▸ Exercise requirements
[a] According to the snow-hearts article, what state is Laura Wootton originally from?
[b] Write what comes next in the snow-hearts article, picking up after its final sentence.

This winter, we’ve had plenty of snow. For some, that’s been trying. For others, it’s been inspiring.
Take Laura Wootton, for example. Last year, during the pandemic, Laura decided that she was going to create snow hearts for people to find. She told me that she was inspired by all of the hearts that she comes across in nature, ever since her dad passed away in 2017. When she would come across a pebble that resembled a heart, or a heart-shaped leaf, she would think of her dad.
Knowing how much she was heartened by her discoveries, she felt that she had something to offer to others. That’s when she began to make the snow hearts. This year, she has made 50 and 60 of the artistic creations. She has been know to do upwards of 15 in one day. Of course there has to be enough snow, and the right “packability.”
Her ephemeral snow hearts are a gift to Buffalo. That said, I was surprised when she told me that she was originally from New Jersey. Her mother has family connections in Buffalo, so upon moving here in 2020, Laura followed.
“I’ve been coming to Buffalo since I was born,” she told me. “We would visit 2 or three times a year for vacations. Up until my dad died, I was pretty much living in New Jersey, although I was traveling a lot, and staying in other cities. When I followed my mom to Buffalo, I ended up really liking being here. One day last winter I asked myself, ‘Why not make hearts for other people to find?’ It was pretty gloomy out, and I was feeling glum. Making the hearts cheered me up so much that I was actually sad when winter ended. Once the snow was gone, I chalked hearts on city sidewalks. This year, I was excited to see snow again – along with the hearts, I write the word love into the snow banks. I also sculpt tiny hearts and put them in the trees. This is my favorite thing to do, once the shoveling is done of course. Work before pleasure [laughing].”

▸ Referring expression data
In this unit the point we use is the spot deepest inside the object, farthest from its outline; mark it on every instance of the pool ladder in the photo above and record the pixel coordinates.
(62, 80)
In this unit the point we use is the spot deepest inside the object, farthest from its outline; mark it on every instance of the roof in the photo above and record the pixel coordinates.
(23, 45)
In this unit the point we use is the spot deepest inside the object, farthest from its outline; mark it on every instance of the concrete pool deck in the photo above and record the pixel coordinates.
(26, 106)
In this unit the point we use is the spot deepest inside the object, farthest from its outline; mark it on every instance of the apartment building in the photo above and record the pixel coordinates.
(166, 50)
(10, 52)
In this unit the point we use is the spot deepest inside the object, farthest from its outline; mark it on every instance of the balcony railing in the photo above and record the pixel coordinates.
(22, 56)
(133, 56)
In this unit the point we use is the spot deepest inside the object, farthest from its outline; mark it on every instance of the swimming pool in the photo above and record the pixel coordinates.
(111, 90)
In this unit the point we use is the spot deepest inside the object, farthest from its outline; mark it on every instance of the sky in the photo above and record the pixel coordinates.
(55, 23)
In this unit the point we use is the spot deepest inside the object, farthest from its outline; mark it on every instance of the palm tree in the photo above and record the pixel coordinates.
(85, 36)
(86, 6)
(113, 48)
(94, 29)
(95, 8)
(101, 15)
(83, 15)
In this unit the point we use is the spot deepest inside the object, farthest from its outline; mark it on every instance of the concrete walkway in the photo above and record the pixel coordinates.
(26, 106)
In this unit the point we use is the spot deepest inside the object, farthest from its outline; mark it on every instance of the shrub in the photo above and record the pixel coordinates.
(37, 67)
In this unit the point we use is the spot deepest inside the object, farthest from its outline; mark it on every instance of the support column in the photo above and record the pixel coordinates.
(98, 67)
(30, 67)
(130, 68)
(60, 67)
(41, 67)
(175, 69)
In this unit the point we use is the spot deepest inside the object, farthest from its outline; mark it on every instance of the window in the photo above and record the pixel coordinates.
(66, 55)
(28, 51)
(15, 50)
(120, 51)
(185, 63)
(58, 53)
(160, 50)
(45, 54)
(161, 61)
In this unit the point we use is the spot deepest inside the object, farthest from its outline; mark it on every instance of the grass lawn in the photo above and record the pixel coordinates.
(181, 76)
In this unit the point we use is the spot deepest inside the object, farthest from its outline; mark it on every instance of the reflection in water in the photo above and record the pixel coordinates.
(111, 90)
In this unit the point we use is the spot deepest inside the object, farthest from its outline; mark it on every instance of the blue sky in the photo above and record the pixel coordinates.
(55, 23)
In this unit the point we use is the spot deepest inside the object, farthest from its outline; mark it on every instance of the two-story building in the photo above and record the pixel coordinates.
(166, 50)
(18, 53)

▸ Replies
[a] New Jersey.

[b]
When I asked Laura if she was an artist, she said, “I’m starting to accept myself as one. The last few years a lot of things have changed for me. I put so much effort into these hearts, and spend a lot of time on them. During the pandemic I was inspired to write a children’s book… my mother suggested that I put the hearts in the book. I always look for the love that’s around. I want to inspire other people with these creations. I made one for my neighbor yesterday, but the sun melted it and it fell over. I’m making one right now as we are on the phone. For me, it’s like a meditation. It’s snow art. I love the reactions when people see the hearts. They stop to thank me. The other day a man said, ‘I found the heartist!’ when he saw me making one.”
Coming from someone who is not an artist in any capacity, I am amazed at, and thankful for, Laura’s thoughtful gesture. “Let’s go build a snow heart together!” she exclaimed, upon learning of my lack of artistic ability. “I’ll teach you!”
I told Laura that I would join her on one of her heartistic adventures in the near future. Might there be a Part II to this heartfelt story? I certainly hope so.
Maybe this could be the start of a city-wide winter movement, led by Laura?